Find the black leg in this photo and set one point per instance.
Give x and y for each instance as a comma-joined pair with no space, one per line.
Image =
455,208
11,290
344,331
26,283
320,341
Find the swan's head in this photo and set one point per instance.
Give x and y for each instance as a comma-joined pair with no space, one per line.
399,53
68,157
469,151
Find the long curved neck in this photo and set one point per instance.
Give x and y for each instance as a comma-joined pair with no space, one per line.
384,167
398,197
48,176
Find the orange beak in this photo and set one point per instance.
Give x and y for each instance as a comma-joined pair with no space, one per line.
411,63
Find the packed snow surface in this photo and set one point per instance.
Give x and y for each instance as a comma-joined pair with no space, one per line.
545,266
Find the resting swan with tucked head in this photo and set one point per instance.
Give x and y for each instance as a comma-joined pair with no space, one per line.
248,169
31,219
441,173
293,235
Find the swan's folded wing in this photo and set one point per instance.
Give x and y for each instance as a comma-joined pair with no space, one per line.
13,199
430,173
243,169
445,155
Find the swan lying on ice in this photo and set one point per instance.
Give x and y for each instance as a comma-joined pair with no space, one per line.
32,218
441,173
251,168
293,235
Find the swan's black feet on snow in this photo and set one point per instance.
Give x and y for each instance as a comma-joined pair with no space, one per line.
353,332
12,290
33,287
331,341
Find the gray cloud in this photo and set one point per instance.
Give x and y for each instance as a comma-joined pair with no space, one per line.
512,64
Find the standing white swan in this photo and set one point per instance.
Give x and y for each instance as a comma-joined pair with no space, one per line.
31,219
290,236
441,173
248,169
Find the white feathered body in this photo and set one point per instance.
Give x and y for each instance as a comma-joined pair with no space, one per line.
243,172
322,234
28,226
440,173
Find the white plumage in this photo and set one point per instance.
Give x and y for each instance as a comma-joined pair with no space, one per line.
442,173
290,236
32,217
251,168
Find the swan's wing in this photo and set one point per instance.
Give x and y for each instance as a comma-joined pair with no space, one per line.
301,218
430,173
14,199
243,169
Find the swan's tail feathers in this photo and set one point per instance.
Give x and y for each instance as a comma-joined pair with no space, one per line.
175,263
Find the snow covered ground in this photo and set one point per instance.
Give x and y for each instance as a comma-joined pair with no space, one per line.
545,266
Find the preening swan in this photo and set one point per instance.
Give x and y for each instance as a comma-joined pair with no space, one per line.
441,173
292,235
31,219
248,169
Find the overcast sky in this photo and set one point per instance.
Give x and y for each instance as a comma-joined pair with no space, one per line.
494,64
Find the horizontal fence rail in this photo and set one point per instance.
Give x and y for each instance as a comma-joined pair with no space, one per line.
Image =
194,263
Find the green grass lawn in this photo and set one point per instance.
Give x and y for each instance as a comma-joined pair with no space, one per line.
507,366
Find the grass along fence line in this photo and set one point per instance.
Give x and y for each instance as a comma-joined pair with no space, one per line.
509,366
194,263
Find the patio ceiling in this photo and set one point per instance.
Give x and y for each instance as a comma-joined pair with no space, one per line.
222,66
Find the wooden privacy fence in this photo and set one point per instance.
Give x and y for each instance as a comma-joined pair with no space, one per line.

========================================

• WHAT TO DO
The material must be written out again in full and without changes.

• REPLY TO THE EXERCISE
Find the black leg in this photo and set one point per instance.
Give x and y for each instance as a comma-joined pair with no space, one per line.
Image =
455,208
11,290
344,331
26,283
320,341
Find the swan's head in this photo and set one point per instance.
Give x and y for each instance as a comma-joined pair with no space, one per line.
399,53
68,157
469,151
Find the long curved neck in this photo and set one point per instance.
Give x and y for each instance as a comma-joined pair with no space, one per line.
384,167
398,197
48,176
Find the orange beak in this photo and set one point per instance.
Give x and y for each instance as a comma-joined pair with no space, one per line.
411,63
Find the packed snow surface in this photo and set one point per instance.
Give x and y for each instance as a comma-joined pair with no space, one per line.
545,266
Find the resting swan with tucked head in this photo and set one point per instance.
Give x and y for each instance as a comma-joined pair with no space, one per line.
248,169
31,219
441,173
293,235
Find the swan's folded wing in this photo and set one point per instance.
Give x and y for each instance as a comma-joined pair with no space, one per line.
13,199
430,173
243,169
445,155
Find the swan lying on ice in this photo and set one point per instance.
Give x and y for each instance as a comma-joined pair with no space, one per line.
32,218
441,173
251,168
293,235
Find the swan's black feet on snow in this photo and set one point per instance.
Give x and y for each instance as a comma-joined pair with no space, one per line.
353,332
12,290
33,287
331,341
Find the gray cloud in this photo and set one point per instance.
Give x and y for each instance as a comma-joined pair with no space, one per line.
512,64
Find the standing white swan in this photo and set one point per instance.
Give x and y for each instance as a comma-joined pair with no space, one per line.
31,219
290,236
441,173
248,169
Find the white feathered body in this photo and set one point per instance.
Give x and y for each instance as a comma-joined pair with no space, one per line.
243,172
322,234
28,226
440,173
Find the white plumage in this photo and set one point per instance.
Give x and y for each instance as a comma-joined pair with no space, one per line.
442,173
290,236
32,217
251,168
Find the swan's wing in this photo and set one point per instance.
Give x and y for each instance as a comma-joined pair with no space, one per line.
301,218
430,173
14,199
243,169
Find the swan's tail feathers in this photo and set one point per instance.
Give x and y for each instance as a comma-joined pair with no space, one per line.
175,263
Find the snow covered ground in this photo and set one point per instance.
Give x and y for each instance as a comma-joined pair with no space, one per line.
545,266
Find the preening swan in this photo and set one point per instance.
Give x and y for each instance as a comma-joined pair with no space, one per line.
441,173
292,235
31,219
248,169
Find the overcast sky in this photo and set one point per instance.
Give x and y for each instance as a comma-joined pair with no space, one per line.
494,64
Find the horizontal fence rail in this photo and set one point per instance.
Give x and y for each instance as a comma-joined pair with no space, one per line.
Image =
194,263
Find the green grass lawn in this photo and set one point per instance.
Give x and y for each instance as a comma-joined pair with no space, one per line.
507,366
Find the grass along fence line in this photo and set one point per instance.
Give x and y for each instance as a comma-joined pair with no space, one per line.
509,366
194,263
Find the patio ceiling in this photo and set one point per instance.
Give x and y for each instance as a comma-joined pair with no space, one per line.
222,66
Find the wooden privacy fence in this photo and set one point per instance.
Give x and y for each instance as a comma-joined pair with no space, one per line.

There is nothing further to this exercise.